■ **DATA FOR THE TASK**
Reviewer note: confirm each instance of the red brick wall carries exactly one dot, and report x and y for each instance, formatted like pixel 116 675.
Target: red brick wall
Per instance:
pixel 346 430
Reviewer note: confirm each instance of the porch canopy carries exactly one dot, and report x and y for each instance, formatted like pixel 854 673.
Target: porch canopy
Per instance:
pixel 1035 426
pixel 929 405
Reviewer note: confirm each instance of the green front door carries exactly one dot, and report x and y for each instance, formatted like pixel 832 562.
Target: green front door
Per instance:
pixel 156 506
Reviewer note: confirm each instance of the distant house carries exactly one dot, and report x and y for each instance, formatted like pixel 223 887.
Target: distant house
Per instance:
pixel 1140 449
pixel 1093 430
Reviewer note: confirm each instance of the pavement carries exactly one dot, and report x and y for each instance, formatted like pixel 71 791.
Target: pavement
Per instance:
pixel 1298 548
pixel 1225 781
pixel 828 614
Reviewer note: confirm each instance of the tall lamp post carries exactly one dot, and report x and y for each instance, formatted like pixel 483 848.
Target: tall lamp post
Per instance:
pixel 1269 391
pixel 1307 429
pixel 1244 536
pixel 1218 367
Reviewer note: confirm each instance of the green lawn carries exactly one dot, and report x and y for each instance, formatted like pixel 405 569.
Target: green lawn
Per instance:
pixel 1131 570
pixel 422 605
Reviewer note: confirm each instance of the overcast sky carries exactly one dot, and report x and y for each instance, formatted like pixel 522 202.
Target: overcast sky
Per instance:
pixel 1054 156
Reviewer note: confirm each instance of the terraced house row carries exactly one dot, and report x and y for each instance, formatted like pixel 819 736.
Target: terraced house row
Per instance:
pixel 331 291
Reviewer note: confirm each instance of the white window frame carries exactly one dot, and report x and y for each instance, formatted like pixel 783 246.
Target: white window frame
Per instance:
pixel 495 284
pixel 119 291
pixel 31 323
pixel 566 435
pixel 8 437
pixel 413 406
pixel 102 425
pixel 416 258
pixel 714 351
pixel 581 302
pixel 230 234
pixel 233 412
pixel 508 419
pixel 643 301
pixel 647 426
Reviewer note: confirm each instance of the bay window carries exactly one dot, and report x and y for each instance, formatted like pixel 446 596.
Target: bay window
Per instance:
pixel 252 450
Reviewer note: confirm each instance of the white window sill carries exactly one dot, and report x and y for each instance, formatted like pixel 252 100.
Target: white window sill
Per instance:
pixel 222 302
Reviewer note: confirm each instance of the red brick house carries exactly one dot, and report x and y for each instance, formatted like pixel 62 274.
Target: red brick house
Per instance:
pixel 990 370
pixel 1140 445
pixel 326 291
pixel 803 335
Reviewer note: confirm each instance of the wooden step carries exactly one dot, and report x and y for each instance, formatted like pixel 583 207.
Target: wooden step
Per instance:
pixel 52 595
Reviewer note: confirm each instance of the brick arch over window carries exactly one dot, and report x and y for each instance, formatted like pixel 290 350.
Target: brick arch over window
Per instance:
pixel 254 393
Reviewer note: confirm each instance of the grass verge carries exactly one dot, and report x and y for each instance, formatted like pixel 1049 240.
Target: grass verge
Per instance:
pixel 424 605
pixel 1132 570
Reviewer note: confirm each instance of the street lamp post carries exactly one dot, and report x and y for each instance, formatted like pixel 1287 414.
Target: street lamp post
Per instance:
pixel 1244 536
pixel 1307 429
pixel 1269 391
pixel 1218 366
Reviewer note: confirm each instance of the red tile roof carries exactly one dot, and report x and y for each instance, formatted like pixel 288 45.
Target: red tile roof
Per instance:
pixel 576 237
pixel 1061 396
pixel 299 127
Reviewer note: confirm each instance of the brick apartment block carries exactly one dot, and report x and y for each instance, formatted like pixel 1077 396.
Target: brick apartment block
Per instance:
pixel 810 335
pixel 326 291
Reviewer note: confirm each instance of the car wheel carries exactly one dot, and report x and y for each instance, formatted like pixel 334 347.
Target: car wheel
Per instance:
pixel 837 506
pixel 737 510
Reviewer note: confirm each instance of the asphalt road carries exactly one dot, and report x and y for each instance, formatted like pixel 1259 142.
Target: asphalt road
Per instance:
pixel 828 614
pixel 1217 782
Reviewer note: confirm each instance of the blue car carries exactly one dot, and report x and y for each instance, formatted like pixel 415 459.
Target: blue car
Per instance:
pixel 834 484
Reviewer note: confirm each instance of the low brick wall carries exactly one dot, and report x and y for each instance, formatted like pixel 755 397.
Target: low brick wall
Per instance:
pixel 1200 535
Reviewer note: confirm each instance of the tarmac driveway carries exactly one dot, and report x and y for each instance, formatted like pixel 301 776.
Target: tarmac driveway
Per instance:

■ **WORK TO DO**
Please rewrite the stretch from the start of the records through the line containing "pixel 331 291", changing "exactly one dot" to "a single dot" and leaving everything else untouched.

■ **SOLUTION FOR THIS TASK**
Reviewer note: confirm each instance of the red brick wall carries a single dot, and report x and y for each instance, formatted like pixel 116 675.
Target: red brick wall
Per instance:
pixel 346 430
Reviewer note: confirm each instance of the porch canopy carries a single dot, and report x and y for each instance, formatted like pixel 854 673.
Target: porch canopy
Per instance:
pixel 1035 426
pixel 929 405
Reviewer note: confirm each instance of the green front door carries a single dot, and report x and y for each instance, formatted like pixel 832 562.
Target: green front door
Per instance:
pixel 156 506
Reviewer note: confirm each instance of the distant house carries a single dot, and report x and y for each instance, formatted like pixel 223 887.
Target: distant house
Per instance:
pixel 1140 449
pixel 1093 430
Reviewer note: confirm each instance of the pavement carries a single dot, and report x and y for each instance, formatted like pixel 71 791.
Target: pavement
Per instance:
pixel 1298 548
pixel 1225 781
pixel 828 614
Reviewer note: confirm each instance of the tall lamp post carries a single dot, and report x and y for each instance, formatted like pixel 483 848.
Target: tall lamp post
Per instance:
pixel 1269 391
pixel 1307 429
pixel 1244 536
pixel 1218 367
Reviewer note: confirm each instance of the green lawn carries a single dot, and report x and y for each instance, formatted like pixel 405 569.
Target: green lawn
Per instance:
pixel 1131 570
pixel 422 605
Reviewer note: confirm each instance of the overcast sky carries a single dot, and report x and y for each instance, formatted like pixel 522 202.
Target: overcast sky
Per instance:
pixel 1054 156
Reviewer note: confirm each instance of the terraced house row carries a single dot, and report x and y for each instance, formatted like pixel 819 736.
Target: terraced house row
Per instance:
pixel 331 291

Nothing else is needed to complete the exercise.